## Begin EXTRACTED DATA
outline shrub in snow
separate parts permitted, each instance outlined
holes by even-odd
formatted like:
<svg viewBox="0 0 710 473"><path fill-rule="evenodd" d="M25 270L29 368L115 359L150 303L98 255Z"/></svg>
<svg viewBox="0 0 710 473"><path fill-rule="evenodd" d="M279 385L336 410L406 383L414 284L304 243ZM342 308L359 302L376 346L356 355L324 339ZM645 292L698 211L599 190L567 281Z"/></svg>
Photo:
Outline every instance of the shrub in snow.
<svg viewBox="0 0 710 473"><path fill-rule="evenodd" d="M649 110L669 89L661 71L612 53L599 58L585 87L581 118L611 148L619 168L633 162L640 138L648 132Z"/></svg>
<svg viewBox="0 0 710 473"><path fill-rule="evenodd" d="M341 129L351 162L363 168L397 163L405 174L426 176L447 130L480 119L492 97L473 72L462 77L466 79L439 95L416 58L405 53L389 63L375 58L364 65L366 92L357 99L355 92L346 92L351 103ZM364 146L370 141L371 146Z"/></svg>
## End EXTRACTED DATA
■ **WHAT YOU HAVE TO DO**
Rewrite the items above, substituting "bush" for every occurrence of "shrub" and leaving everything else unchanged.

■ **COMPLETE ANSWER**
outline bush in snow
separate parts permitted, each instance outlined
holes by even-odd
formatted like:
<svg viewBox="0 0 710 473"><path fill-rule="evenodd" d="M25 270L29 368L115 359L150 303L98 255Z"/></svg>
<svg viewBox="0 0 710 473"><path fill-rule="evenodd" d="M279 385L336 410L406 383L414 284L304 243ZM342 308L359 302L376 346L356 355L324 339ZM645 292L698 211L599 190L567 281Z"/></svg>
Photo:
Outline every instance of the bush in snow.
<svg viewBox="0 0 710 473"><path fill-rule="evenodd" d="M649 110L669 89L661 71L612 53L599 58L585 87L581 118L611 148L619 168L633 162L640 138L648 132Z"/></svg>
<svg viewBox="0 0 710 473"><path fill-rule="evenodd" d="M341 129L351 162L363 168L397 163L405 174L426 176L447 130L480 119L492 97L473 72L462 77L466 79L439 95L416 58L405 53L389 63L375 58L364 65L366 92L357 99L355 92L346 92L351 103ZM364 146L370 141L371 146Z"/></svg>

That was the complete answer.